■ ENTRIES PROVIDED ■
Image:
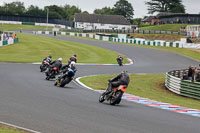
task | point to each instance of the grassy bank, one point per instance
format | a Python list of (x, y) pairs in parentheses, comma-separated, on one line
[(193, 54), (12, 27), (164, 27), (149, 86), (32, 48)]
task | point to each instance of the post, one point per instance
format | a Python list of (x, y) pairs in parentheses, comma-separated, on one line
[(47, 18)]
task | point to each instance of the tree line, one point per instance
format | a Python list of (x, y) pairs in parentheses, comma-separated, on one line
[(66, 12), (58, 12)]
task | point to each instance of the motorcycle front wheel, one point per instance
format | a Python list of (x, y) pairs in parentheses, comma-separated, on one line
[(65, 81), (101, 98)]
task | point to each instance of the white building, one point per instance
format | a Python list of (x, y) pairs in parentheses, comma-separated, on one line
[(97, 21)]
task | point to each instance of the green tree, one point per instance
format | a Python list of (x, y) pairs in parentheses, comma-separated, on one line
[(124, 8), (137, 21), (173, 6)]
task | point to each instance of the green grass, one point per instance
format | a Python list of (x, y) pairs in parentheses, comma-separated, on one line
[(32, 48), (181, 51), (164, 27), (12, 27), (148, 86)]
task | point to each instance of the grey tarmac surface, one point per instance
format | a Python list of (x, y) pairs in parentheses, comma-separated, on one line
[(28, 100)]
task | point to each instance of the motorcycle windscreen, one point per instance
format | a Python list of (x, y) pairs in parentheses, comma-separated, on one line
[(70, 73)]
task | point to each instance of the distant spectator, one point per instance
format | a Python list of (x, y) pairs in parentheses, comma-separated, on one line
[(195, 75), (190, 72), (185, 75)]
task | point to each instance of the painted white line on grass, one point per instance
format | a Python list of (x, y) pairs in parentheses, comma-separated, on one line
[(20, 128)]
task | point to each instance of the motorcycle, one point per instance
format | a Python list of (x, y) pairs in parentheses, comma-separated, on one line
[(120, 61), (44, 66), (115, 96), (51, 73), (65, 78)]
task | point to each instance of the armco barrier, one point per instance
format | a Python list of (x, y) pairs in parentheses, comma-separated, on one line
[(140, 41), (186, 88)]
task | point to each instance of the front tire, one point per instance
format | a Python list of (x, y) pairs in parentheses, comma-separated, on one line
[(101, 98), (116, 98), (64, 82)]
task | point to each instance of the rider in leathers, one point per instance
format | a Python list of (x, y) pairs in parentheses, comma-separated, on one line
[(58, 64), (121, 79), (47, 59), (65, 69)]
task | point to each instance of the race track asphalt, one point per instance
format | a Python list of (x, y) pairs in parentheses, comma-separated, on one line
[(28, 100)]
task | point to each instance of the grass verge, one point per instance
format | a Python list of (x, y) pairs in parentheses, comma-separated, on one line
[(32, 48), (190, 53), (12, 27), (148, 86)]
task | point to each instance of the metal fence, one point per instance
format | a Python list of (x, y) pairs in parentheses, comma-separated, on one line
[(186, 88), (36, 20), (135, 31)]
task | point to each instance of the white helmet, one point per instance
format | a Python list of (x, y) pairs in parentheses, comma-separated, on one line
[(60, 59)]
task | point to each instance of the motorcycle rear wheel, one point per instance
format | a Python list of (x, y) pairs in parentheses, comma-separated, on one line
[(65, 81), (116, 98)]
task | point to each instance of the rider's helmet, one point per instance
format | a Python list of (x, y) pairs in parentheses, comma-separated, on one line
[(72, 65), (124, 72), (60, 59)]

■ PROBLEM DETAILS ■
Starting with the line that contains "task | point to each instance of the white building, one" and continuing through the line that contains "[(101, 98), (116, 98), (64, 82)]", put those lines from the items above into a JSON list of strings, one string per line, skipping any blank lines.

■ RESULT OF THIS EXERCISE ■
[
  "task | point to each instance of the white building, one point per instance",
  "format | a Python list of (x, y) pairs in parentheses, comma-separated, on one line",
  "[(97, 21)]",
  "task | point to each instance of the green tree, one point per instance",
  "format | a Python list of (x, y) pairs in parentheses, comma-separated, on one line",
  "[(124, 8), (137, 21), (173, 6)]",
  "task | point to each instance of the green grass, one point per instance",
  "format | a Python list of (x, y) pairs in parentheses, comma-separated, on one line",
  "[(32, 48), (181, 51), (164, 27), (12, 27), (148, 86)]",
  "task | point to each instance of the grey tarmac surface, one point per instance",
  "format | a Python list of (x, y) pairs in parentheses, comma-separated, on one line",
  "[(28, 100)]",
  "task | point to each instance of the motorcycle windscreen, one point per instance",
  "format | a Python list of (x, y) pairs in parentheses, comma-separated, on one line",
  "[(70, 73)]",
  "task | point to each instance of the distant spectator, one point per instance",
  "format | a Python list of (x, y) pairs in parentheses, comma-separated, on one line",
  "[(195, 75), (190, 72), (185, 75)]",
  "task | point to each instance of the painted white line on grass, one point per instance",
  "format | a Python list of (x, y) pairs in parentheses, comma-separated, on one line",
  "[(20, 128)]",
  "task | point to each instance of the motorcycle, one point per instance",
  "format | a Python list of (x, y) pairs in parentheses, comma-separated, on one line",
  "[(120, 61), (44, 66), (115, 96), (51, 73), (65, 78)]",
  "task | point to each instance of the armco barrier, one point per instance",
  "format | a Python list of (x, y) pairs in parentheses, comma-separated, on one line",
  "[(140, 41), (186, 88)]",
  "task | point to each instance of the front tire, one point per instance",
  "format | a Python list of (x, y) pairs in parentheses, comma-separated, on one line",
  "[(101, 98), (116, 98), (64, 82)]"
]